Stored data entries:
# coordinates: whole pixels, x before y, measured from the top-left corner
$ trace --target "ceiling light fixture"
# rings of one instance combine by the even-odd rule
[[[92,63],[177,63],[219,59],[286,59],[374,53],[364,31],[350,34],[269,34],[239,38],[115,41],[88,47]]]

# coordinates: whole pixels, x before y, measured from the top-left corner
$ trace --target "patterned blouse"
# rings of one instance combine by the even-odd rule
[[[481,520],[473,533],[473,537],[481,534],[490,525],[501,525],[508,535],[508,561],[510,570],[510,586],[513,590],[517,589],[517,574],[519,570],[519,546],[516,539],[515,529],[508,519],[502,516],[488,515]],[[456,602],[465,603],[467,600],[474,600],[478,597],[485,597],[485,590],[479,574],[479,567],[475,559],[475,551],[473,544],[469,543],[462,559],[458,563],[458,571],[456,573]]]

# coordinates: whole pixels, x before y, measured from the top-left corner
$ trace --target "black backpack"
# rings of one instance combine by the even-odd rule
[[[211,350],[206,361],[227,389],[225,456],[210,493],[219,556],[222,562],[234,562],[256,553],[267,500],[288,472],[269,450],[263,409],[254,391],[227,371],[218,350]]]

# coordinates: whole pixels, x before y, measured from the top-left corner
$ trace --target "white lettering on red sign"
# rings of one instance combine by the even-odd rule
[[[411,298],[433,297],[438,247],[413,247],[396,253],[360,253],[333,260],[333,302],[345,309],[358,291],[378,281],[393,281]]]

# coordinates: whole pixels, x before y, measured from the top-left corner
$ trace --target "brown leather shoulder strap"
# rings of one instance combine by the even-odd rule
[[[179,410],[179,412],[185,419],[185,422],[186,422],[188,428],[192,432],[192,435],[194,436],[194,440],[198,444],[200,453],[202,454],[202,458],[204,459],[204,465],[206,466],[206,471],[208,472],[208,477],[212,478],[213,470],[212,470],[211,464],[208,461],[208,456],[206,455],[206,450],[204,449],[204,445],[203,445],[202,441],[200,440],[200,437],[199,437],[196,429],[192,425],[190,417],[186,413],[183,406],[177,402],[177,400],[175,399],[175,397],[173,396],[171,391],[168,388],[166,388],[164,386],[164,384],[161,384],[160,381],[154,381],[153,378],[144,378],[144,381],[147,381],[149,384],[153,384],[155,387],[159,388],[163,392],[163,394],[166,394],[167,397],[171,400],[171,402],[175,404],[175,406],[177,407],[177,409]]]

### Instructions to follow
Reproduce the data shown above exactly.

### Response to the exercise
# coordinates: whole pixels, x before y, measured from the top-left corner
$ trace --target "ceiling light fixture"
# rings of one instance combine by the even-odd rule
[[[92,63],[177,63],[219,59],[286,59],[374,53],[364,31],[350,34],[269,34],[239,38],[115,41],[88,47]]]

# coordinates: whole pixels, x before y, measured from the top-left corner
$ trace --target "patterned blouse"
# rings of one instance combine by the even-odd rule
[[[481,520],[473,533],[473,537],[481,534],[490,525],[501,525],[508,535],[508,561],[510,570],[510,586],[513,590],[517,589],[517,574],[519,570],[519,546],[516,539],[515,529],[508,519],[502,516],[488,515]],[[456,602],[465,603],[467,600],[474,600],[478,597],[485,597],[485,590],[479,574],[479,567],[475,559],[475,551],[473,544],[469,543],[462,559],[458,563],[458,571],[456,573]]]

# coordinates: whole pixels, x before y, measured from the top-left corner
$ trace --target "black backpack"
# rings of one instance combine by the even-odd rule
[[[211,350],[206,361],[227,389],[225,456],[210,493],[219,556],[222,562],[234,562],[256,553],[267,500],[288,472],[269,450],[263,409],[254,391],[227,371],[218,350]]]

# coordinates: whole pixels, x before y, measured from the top-left corner
$ trace --target "white lettering on red sign"
# rings of one instance combine by the even-odd rule
[[[411,298],[433,297],[438,247],[413,247],[396,253],[360,253],[333,260],[333,302],[345,309],[358,291],[378,281],[393,281]]]

# coordinates: whole pixels, x before y, measured from the top-left corner
$ trace --target "brown leather shoulder strap"
# rings of one instance combine by the even-odd rule
[[[179,410],[179,412],[185,419],[185,422],[186,422],[188,428],[192,432],[192,435],[194,436],[194,440],[198,444],[200,453],[202,454],[202,458],[204,459],[204,465],[206,466],[206,471],[208,472],[208,477],[212,478],[213,470],[212,470],[211,464],[208,461],[208,456],[206,455],[206,450],[204,449],[204,445],[203,445],[202,441],[200,440],[200,437],[199,437],[196,429],[192,425],[190,417],[186,413],[183,406],[177,402],[177,400],[175,399],[175,397],[173,396],[171,391],[168,388],[166,388],[164,386],[164,384],[161,384],[160,381],[154,381],[153,378],[144,378],[144,381],[147,381],[149,384],[153,384],[155,387],[159,388],[163,392],[163,394],[166,394],[167,397],[171,400],[171,402],[175,404],[175,406],[177,407],[177,409]]]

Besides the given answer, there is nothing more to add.